- _Written request_: Repeat the material exactly, every line of it.

- _Exercise inputs_:
START

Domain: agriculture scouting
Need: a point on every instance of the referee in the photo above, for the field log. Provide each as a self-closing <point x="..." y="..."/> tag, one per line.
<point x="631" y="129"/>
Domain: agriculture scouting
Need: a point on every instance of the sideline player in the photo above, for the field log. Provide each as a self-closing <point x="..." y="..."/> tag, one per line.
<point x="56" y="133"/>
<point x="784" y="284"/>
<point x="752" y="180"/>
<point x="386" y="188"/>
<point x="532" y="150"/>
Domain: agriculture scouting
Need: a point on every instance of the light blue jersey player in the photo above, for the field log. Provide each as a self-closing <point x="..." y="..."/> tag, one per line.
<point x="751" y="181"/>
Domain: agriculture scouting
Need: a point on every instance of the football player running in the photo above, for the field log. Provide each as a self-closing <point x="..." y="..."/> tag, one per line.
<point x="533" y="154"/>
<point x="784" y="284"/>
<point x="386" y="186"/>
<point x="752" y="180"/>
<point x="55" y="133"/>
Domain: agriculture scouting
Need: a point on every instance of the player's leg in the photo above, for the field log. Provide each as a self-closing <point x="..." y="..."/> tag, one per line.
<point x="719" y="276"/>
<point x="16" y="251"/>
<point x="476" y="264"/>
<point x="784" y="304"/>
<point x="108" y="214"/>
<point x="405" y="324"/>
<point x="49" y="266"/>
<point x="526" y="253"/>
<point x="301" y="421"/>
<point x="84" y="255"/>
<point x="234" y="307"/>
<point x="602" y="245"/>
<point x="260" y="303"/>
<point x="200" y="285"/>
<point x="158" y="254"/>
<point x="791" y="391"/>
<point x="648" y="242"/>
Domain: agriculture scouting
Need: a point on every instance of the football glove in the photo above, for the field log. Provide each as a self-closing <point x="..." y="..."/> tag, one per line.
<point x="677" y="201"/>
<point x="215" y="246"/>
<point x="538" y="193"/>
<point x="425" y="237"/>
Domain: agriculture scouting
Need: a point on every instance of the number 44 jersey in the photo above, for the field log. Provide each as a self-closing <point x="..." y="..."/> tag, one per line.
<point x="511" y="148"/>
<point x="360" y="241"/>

END

- _Written reply_:
Domain: agriculture scouting
Need: a point on every instance of the referee in the photo above, for the field log. Provide each as a self-closing <point x="..." y="..."/> tag, one per line.
<point x="631" y="129"/>
Domain: agriculture scouting
Need: a point on every instance of the sideline player in the photo above, for the field log. Provide each as a self-closing <point x="..." y="..."/> tag, one per line.
<point x="56" y="133"/>
<point x="784" y="284"/>
<point x="752" y="180"/>
<point x="386" y="188"/>
<point x="532" y="150"/>
Domain: agriculture scouting
Need: a point on every instance of the light blue jersey player in the photo above, for the field log. Provide each as a self-closing <point x="..." y="..."/> tag, one per line.
<point x="751" y="181"/>
Domain: agriculture scouting
Need: a point on every instance of the football player running in the photo above, for the field log. Provide each as a self-closing <point x="..." y="..."/> tag, one per line.
<point x="533" y="154"/>
<point x="784" y="284"/>
<point x="386" y="186"/>
<point x="752" y="180"/>
<point x="55" y="133"/>
Domain: agriculture scouting
Need: a point on every instance of the player's leg in the photo above, for the field log. Provide each as a self-closing <point x="..." y="..."/> tag, one per line.
<point x="719" y="276"/>
<point x="16" y="251"/>
<point x="476" y="264"/>
<point x="784" y="304"/>
<point x="108" y="214"/>
<point x="405" y="324"/>
<point x="49" y="266"/>
<point x="526" y="253"/>
<point x="301" y="421"/>
<point x="84" y="255"/>
<point x="234" y="307"/>
<point x="602" y="245"/>
<point x="260" y="303"/>
<point x="200" y="285"/>
<point x="158" y="254"/>
<point x="791" y="391"/>
<point x="648" y="242"/>
Domain: agriculture scouting
Need: a point on every instance of the football glove in the photo above, for the field log. Provide each as a self-closing <point x="..." y="..."/> tag, one per line.
<point x="677" y="201"/>
<point x="215" y="246"/>
<point x="538" y="193"/>
<point x="425" y="237"/>
Domain: agriculture scouting
Need: a point on every instance of the number 44 jersey in the photo above, for the field log. Provide each as a self-closing <point x="..." y="..."/> tag, one per line.
<point x="511" y="148"/>
<point x="360" y="241"/>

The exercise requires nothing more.